What you need to do » From the listing below, pull out each line that contains the string "woman", matching case exactly.
════════════════
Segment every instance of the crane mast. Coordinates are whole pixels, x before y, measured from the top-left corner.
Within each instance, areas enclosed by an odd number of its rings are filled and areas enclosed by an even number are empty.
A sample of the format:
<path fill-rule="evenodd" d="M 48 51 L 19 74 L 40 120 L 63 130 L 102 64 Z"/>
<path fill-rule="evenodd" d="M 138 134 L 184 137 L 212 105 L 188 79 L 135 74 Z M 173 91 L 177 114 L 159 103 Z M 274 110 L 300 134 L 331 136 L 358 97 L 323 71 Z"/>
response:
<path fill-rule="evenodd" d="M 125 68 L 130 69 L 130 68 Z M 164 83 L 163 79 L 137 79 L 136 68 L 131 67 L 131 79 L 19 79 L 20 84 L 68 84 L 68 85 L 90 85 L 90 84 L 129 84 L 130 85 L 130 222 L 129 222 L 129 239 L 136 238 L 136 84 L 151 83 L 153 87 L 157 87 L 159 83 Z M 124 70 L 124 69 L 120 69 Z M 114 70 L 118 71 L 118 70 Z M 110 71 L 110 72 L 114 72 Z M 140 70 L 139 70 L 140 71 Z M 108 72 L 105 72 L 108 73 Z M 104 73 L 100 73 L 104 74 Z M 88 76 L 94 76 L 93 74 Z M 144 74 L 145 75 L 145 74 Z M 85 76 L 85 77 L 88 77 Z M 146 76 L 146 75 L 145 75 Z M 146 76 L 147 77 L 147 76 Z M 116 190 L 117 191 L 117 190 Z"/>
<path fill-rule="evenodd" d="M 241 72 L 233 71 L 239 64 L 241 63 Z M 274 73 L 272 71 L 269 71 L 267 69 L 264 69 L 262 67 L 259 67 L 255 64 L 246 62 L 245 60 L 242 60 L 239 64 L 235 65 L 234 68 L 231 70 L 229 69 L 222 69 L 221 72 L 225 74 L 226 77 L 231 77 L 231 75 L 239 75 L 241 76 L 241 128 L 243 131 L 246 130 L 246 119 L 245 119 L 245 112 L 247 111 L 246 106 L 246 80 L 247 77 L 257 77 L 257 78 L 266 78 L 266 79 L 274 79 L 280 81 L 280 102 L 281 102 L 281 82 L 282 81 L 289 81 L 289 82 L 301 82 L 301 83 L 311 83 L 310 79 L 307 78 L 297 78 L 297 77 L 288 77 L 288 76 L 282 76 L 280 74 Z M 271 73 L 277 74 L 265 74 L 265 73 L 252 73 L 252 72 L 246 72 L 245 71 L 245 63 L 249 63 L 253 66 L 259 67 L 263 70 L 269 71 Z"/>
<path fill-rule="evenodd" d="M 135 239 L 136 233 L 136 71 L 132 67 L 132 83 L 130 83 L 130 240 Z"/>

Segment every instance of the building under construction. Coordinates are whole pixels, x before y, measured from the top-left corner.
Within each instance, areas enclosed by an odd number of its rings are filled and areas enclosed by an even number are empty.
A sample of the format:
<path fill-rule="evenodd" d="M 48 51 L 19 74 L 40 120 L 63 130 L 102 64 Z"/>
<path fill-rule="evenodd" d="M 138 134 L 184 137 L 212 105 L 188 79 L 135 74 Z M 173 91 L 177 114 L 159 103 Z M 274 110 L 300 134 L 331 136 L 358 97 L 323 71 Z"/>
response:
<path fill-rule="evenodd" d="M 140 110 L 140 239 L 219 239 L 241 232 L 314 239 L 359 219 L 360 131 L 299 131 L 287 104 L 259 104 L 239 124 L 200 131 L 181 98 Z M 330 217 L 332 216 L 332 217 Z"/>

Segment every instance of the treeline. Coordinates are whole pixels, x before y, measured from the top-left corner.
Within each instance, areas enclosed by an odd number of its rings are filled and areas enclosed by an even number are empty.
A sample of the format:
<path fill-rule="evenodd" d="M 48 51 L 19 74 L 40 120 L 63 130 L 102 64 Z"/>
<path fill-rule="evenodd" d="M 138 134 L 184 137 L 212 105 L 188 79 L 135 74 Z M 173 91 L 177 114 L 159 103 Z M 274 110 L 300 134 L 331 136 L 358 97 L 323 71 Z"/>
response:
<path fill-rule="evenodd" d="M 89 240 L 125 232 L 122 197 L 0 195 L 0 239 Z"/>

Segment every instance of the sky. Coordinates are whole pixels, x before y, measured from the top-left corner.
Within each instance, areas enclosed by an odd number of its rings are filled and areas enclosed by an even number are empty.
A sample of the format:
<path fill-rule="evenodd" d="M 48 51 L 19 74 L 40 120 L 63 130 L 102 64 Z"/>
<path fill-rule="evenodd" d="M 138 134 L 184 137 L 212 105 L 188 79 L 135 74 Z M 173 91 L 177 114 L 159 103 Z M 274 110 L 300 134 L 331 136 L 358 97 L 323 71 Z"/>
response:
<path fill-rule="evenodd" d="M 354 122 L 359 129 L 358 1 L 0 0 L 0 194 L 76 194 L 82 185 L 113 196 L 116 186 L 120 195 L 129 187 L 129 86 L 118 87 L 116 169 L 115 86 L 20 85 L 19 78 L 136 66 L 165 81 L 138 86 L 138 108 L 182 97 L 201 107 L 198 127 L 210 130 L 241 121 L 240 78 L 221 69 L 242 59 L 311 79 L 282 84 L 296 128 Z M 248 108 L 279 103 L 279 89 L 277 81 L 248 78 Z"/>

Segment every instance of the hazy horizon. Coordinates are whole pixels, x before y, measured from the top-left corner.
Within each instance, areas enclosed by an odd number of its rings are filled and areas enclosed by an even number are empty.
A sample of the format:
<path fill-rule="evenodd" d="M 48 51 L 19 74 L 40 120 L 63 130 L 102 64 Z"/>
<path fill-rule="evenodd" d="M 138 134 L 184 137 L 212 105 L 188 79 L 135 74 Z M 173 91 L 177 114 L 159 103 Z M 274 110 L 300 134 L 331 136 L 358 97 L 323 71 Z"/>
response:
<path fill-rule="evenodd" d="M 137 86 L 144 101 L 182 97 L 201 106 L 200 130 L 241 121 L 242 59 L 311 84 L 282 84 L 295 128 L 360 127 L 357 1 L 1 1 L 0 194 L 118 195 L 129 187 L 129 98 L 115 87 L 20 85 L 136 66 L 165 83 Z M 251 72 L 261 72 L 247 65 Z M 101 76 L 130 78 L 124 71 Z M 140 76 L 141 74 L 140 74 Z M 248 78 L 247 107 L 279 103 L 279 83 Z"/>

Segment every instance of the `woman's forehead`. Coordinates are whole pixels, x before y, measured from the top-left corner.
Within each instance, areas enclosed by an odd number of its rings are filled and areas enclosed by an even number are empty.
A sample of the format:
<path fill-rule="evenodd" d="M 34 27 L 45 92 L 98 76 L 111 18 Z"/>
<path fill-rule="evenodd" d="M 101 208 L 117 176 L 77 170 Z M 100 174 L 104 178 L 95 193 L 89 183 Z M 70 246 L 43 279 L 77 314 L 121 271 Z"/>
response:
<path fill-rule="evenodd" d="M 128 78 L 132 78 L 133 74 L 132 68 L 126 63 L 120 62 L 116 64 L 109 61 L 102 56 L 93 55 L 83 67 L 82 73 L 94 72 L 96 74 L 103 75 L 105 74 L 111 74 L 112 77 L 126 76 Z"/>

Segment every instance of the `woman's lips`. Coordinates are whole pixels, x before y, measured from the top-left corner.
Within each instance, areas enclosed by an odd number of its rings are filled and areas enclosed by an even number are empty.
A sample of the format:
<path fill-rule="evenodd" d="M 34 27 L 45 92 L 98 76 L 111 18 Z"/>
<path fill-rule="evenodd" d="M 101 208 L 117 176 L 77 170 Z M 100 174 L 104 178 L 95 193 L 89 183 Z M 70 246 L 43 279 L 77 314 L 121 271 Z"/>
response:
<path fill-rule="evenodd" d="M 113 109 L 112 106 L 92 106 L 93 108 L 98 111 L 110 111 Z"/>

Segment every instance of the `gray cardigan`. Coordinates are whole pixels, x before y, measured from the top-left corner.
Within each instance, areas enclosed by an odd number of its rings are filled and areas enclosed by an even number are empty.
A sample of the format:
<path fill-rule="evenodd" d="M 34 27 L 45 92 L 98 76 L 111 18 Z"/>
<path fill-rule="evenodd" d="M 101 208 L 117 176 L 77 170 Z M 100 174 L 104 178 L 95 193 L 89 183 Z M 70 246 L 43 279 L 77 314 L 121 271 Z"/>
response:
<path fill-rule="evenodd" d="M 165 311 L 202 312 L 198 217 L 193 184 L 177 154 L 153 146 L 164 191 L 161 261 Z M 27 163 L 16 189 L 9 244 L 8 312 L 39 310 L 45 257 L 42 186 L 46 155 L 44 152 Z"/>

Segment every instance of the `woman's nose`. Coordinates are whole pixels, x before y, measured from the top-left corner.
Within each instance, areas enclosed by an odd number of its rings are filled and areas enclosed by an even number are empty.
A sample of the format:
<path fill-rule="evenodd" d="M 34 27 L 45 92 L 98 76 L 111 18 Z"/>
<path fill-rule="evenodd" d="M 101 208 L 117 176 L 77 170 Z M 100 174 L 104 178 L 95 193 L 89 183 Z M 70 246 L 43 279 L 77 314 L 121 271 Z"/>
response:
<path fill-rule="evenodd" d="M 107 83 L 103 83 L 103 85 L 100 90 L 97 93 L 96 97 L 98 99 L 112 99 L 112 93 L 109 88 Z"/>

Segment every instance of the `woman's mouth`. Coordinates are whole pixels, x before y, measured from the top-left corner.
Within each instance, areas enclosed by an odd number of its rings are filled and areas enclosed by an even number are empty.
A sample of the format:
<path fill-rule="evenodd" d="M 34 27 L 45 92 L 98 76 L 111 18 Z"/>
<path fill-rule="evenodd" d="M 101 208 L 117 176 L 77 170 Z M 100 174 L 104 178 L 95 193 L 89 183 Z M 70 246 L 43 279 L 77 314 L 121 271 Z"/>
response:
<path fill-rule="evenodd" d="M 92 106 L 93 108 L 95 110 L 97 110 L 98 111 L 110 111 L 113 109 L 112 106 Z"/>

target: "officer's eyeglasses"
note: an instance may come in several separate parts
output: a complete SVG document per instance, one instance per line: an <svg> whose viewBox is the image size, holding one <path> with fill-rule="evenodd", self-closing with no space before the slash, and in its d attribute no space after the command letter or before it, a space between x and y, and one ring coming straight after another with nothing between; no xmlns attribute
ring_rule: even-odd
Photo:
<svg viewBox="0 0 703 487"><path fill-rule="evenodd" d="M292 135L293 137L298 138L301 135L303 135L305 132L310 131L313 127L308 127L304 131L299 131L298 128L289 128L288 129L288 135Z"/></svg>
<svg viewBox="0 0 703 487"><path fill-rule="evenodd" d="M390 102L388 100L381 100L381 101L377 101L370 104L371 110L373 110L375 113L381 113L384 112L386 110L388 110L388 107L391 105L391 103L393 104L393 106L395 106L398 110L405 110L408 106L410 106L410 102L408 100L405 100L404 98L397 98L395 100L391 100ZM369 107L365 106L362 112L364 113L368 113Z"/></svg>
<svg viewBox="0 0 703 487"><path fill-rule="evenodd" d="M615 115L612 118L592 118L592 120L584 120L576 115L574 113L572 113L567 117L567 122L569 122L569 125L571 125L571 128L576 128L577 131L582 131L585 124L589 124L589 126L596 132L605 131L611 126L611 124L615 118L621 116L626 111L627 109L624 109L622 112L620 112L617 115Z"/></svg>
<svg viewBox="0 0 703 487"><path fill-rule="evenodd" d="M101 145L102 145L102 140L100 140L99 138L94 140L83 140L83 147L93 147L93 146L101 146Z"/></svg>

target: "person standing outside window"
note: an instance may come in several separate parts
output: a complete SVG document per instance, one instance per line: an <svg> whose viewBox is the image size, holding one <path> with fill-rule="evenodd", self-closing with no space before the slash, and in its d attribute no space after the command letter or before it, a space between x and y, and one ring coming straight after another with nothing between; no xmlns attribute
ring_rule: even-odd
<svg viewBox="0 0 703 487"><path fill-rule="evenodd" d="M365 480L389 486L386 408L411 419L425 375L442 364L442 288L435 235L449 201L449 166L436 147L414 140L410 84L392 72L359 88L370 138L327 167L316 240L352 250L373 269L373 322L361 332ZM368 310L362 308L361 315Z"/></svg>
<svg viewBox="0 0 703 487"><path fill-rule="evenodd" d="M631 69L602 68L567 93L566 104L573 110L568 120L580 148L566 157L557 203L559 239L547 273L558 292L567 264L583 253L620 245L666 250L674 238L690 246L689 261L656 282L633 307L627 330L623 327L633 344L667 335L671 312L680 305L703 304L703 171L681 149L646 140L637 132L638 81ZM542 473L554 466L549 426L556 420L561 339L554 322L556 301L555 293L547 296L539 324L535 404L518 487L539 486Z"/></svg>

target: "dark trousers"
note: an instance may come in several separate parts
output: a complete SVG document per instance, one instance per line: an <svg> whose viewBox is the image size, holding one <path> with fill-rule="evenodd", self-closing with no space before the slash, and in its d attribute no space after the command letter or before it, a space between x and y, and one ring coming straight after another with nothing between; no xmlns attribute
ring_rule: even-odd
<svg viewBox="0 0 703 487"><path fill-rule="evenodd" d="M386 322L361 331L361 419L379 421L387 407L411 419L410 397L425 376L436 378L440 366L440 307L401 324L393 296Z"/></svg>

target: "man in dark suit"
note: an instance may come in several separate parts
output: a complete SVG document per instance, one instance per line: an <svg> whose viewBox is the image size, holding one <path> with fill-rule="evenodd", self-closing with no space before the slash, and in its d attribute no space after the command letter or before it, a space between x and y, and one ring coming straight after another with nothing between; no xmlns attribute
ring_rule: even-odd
════════════════
Answer to this exercise »
Segment every instance of the `woman's forehead`. Coordinates are whole pixels, x before y, measured from the top-left corner.
Segment every instance of the `woman's lips`. Coordinates are whole pixels, x before y, measured from the top-left corner.
Segment every instance of the `woman's nose`. Coordinates are whole pixels, x before y, measured from the top-left corner.
Segment every instance of the `woman's mouth`. Coordinates are whole pixels, x before y, measured from the top-left corner.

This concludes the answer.